__DATA TO USE__:
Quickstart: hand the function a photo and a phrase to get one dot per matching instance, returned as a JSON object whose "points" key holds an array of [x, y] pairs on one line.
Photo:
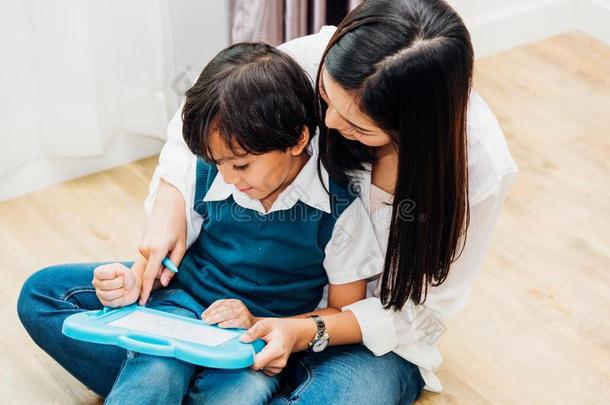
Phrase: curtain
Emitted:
{"points": [[278, 21], [91, 84]]}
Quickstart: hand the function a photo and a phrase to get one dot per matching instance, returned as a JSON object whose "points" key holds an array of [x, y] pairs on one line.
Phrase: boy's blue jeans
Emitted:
{"points": [[339, 375]]}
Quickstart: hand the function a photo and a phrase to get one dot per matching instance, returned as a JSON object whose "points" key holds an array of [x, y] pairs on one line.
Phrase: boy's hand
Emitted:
{"points": [[116, 285], [230, 313]]}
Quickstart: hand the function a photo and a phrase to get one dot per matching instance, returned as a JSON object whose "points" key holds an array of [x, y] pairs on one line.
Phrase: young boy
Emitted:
{"points": [[274, 229]]}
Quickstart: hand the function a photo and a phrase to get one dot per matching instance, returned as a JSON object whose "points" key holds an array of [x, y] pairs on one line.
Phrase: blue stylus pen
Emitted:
{"points": [[170, 265]]}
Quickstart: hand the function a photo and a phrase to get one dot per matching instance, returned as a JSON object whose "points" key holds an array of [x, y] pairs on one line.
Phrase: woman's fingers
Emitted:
{"points": [[176, 256], [221, 313], [153, 265], [107, 285], [110, 295], [272, 356]]}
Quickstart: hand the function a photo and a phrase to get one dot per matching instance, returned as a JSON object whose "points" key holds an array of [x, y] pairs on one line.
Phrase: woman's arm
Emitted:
{"points": [[340, 295], [384, 330]]}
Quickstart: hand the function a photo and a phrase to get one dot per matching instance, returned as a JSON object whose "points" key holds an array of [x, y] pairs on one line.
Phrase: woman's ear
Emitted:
{"points": [[297, 149]]}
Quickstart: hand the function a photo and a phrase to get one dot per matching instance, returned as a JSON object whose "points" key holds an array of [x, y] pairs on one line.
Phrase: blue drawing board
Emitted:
{"points": [[159, 333]]}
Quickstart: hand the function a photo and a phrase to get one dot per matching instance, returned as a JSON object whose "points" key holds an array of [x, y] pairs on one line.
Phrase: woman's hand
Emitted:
{"points": [[229, 313], [165, 234], [283, 337]]}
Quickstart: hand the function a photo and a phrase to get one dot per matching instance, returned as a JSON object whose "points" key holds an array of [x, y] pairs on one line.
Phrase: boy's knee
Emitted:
{"points": [[30, 294]]}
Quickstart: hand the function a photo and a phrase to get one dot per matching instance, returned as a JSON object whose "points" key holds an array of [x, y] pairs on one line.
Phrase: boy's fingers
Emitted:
{"points": [[257, 331], [212, 307], [218, 315], [117, 302], [150, 273]]}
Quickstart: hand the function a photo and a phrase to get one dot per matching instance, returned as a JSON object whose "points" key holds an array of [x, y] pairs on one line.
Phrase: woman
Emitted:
{"points": [[432, 167]]}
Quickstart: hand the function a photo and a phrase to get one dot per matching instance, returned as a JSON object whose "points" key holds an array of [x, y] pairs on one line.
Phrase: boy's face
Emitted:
{"points": [[261, 177]]}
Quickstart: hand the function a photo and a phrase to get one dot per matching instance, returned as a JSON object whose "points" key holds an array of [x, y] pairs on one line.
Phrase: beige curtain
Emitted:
{"points": [[278, 21]]}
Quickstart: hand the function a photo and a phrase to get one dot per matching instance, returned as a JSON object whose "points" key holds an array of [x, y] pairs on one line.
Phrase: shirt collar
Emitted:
{"points": [[306, 187]]}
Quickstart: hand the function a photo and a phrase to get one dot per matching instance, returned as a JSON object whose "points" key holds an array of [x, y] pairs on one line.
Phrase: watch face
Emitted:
{"points": [[320, 345]]}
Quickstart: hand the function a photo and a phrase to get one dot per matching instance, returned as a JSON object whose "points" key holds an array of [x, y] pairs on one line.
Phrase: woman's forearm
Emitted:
{"points": [[342, 327]]}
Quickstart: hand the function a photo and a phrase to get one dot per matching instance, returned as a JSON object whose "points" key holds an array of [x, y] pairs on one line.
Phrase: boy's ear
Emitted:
{"points": [[297, 149]]}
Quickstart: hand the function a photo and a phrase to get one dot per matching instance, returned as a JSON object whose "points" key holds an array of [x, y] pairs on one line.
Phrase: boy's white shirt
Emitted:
{"points": [[412, 331]]}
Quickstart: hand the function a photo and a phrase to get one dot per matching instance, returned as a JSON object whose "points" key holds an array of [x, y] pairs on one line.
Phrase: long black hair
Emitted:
{"points": [[409, 63], [255, 96]]}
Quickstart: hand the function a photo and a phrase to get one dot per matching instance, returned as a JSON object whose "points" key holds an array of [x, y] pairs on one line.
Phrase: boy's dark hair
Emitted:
{"points": [[255, 96]]}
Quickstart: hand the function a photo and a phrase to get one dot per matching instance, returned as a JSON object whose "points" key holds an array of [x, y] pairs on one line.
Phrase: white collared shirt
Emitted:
{"points": [[413, 331], [352, 252]]}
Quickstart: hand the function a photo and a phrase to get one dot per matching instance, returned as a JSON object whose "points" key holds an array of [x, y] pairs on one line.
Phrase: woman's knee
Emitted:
{"points": [[243, 386], [354, 375]]}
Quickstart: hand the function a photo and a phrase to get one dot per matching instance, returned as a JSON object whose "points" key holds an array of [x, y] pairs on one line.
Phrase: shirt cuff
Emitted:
{"points": [[376, 325]]}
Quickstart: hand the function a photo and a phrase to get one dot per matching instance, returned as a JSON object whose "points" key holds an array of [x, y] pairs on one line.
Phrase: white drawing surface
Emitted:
{"points": [[146, 322]]}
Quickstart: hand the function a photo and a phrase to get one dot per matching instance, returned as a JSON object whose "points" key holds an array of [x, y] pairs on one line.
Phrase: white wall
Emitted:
{"points": [[497, 25], [88, 85], [56, 68]]}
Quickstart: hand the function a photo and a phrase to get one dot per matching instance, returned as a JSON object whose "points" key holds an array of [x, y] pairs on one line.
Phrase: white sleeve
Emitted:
{"points": [[352, 252], [177, 166], [174, 163], [308, 50], [386, 330], [194, 220]]}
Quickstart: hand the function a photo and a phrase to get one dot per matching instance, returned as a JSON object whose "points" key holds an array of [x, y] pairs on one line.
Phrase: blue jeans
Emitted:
{"points": [[339, 375], [54, 293]]}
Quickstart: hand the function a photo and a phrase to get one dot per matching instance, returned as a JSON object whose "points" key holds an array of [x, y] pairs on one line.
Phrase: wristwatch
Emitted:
{"points": [[320, 341]]}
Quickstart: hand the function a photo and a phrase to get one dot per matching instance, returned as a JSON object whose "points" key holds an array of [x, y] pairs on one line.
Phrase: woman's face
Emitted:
{"points": [[344, 115]]}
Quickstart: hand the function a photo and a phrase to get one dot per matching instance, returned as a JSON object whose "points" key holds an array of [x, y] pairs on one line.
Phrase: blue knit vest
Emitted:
{"points": [[271, 262]]}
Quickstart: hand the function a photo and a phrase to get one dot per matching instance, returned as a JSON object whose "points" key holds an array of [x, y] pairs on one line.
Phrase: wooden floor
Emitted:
{"points": [[537, 327]]}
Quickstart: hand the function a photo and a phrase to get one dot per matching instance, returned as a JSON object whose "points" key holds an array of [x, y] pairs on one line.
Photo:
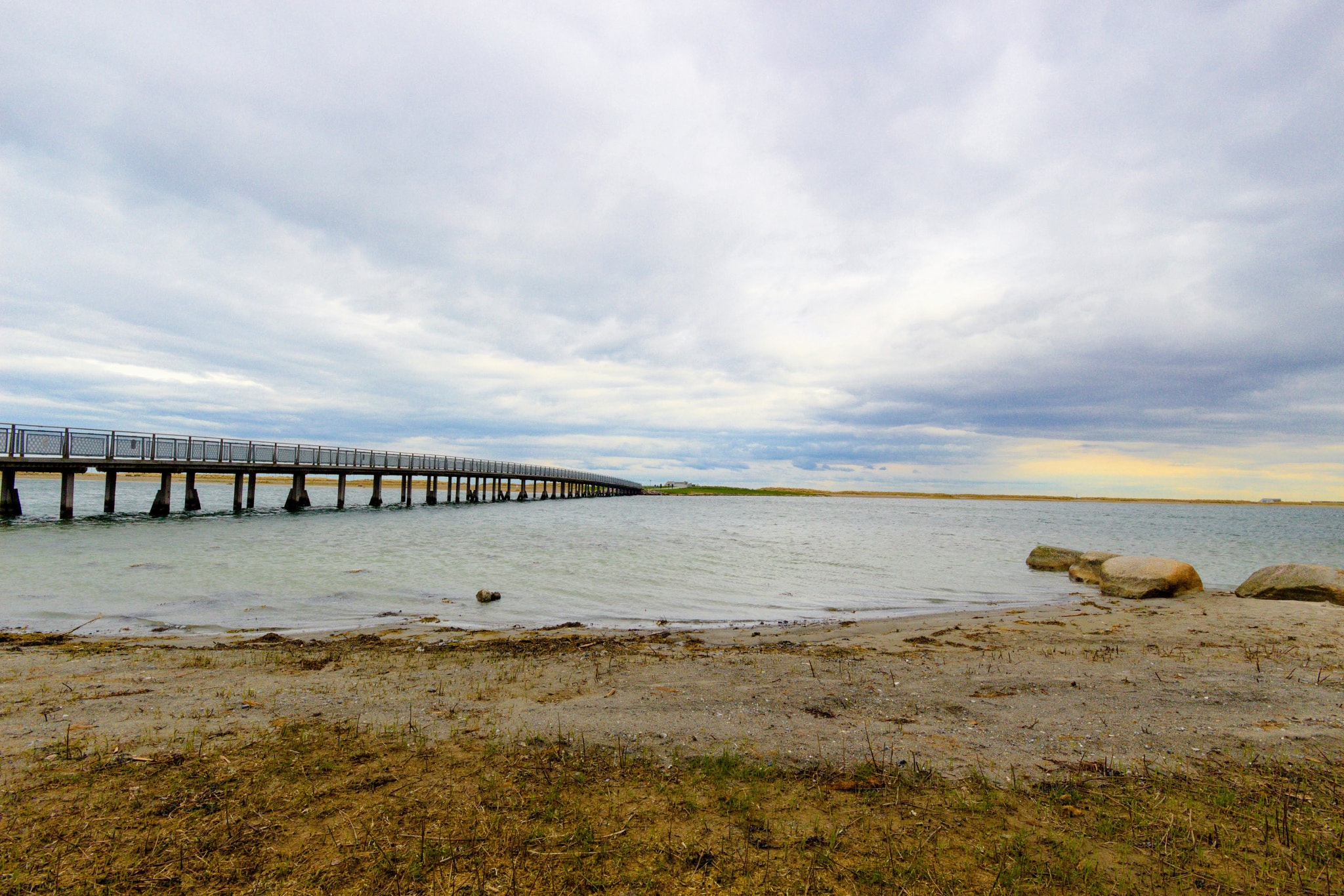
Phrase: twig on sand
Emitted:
{"points": [[81, 625]]}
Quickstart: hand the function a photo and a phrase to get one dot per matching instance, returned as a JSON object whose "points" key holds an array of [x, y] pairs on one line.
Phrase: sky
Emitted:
{"points": [[1026, 247]]}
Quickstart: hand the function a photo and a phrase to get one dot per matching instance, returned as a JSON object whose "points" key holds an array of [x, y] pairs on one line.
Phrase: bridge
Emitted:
{"points": [[70, 452]]}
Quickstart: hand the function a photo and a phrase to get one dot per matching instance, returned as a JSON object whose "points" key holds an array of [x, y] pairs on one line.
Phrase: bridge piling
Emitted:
{"points": [[163, 496], [297, 497], [10, 504], [191, 501], [68, 495]]}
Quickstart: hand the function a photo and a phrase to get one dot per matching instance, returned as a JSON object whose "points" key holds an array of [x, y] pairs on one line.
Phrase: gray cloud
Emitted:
{"points": [[751, 238]]}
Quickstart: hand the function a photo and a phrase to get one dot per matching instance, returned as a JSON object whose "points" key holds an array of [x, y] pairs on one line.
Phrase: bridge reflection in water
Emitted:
{"points": [[69, 452]]}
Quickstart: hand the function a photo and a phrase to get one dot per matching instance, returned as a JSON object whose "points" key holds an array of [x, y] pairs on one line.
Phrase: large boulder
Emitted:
{"points": [[1295, 582], [1148, 578], [1051, 559], [1087, 567]]}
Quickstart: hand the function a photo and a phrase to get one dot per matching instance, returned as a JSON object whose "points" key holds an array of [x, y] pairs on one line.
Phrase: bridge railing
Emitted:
{"points": [[110, 445]]}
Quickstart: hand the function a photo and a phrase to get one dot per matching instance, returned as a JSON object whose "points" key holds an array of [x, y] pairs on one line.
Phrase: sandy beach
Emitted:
{"points": [[1013, 692]]}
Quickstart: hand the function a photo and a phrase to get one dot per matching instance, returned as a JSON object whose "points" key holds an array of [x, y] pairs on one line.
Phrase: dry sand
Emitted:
{"points": [[1001, 691]]}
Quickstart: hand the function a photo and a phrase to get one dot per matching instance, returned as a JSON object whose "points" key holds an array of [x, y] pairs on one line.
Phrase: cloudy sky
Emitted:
{"points": [[1073, 247]]}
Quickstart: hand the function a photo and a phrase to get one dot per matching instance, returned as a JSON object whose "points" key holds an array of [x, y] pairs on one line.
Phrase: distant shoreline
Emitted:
{"points": [[946, 496], [705, 491]]}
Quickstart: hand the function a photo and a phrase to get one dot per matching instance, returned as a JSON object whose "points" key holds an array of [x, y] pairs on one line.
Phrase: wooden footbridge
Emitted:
{"points": [[69, 452]]}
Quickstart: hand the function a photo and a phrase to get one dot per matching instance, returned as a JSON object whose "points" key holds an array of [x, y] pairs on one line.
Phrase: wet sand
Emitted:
{"points": [[1007, 692]]}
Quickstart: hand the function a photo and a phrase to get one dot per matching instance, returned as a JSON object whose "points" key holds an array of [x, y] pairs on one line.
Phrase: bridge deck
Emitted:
{"points": [[43, 449]]}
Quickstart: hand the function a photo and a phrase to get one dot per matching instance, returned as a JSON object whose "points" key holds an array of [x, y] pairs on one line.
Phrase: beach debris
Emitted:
{"points": [[1087, 567], [1295, 582], [1125, 577], [1051, 559]]}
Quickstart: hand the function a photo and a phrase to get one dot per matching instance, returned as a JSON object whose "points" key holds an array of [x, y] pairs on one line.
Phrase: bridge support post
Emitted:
{"points": [[68, 495], [297, 499], [10, 504], [191, 501], [161, 499]]}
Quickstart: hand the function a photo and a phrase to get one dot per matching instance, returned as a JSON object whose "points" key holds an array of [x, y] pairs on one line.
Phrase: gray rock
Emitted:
{"points": [[1051, 559], [1087, 567], [1295, 582], [1148, 578]]}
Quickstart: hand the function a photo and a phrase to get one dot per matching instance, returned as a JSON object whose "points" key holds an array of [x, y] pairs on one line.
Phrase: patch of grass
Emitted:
{"points": [[331, 809]]}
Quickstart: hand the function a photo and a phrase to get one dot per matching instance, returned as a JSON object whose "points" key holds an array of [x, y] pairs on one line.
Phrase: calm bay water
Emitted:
{"points": [[619, 562]]}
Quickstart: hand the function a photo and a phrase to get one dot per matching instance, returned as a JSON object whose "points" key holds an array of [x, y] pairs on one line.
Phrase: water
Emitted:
{"points": [[618, 562]]}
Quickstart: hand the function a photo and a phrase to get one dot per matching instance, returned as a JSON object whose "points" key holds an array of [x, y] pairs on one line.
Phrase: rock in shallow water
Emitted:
{"points": [[1148, 578], [1295, 582], [1051, 559], [1087, 567]]}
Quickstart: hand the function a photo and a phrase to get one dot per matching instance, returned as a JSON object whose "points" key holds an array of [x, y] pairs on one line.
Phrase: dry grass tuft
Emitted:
{"points": [[328, 809]]}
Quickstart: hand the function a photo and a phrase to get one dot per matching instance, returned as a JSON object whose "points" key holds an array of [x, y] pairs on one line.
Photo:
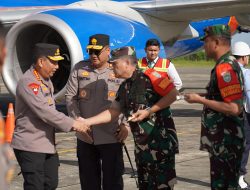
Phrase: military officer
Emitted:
{"points": [[6, 152], [152, 60], [144, 98], [90, 89], [222, 132], [241, 52], [36, 120]]}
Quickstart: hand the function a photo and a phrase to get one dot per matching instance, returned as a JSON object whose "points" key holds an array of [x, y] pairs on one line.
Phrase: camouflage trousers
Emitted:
{"points": [[224, 170], [154, 175]]}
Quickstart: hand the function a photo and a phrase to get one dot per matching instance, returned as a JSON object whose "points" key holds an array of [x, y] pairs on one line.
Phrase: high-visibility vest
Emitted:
{"points": [[160, 66]]}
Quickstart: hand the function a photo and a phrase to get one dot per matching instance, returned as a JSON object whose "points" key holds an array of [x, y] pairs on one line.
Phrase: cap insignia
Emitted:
{"points": [[93, 41]]}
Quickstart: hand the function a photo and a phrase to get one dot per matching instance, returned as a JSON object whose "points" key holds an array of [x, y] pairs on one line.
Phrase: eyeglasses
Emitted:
{"points": [[94, 51]]}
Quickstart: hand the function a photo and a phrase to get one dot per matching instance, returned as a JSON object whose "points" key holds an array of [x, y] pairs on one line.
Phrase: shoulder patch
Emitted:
{"points": [[34, 87]]}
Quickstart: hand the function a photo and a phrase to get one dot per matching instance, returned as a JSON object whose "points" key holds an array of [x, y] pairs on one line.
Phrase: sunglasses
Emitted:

__WHAT TO WORK ON__: Gather every line in the records above that contains the string "water" and reproduce each one unchanged.

__OUTPUT OF THE EXERCISE__:
Phrase: bridge reflection in water
Phrase: calm bay water
Phrase: water
Phrase: rock in shallow water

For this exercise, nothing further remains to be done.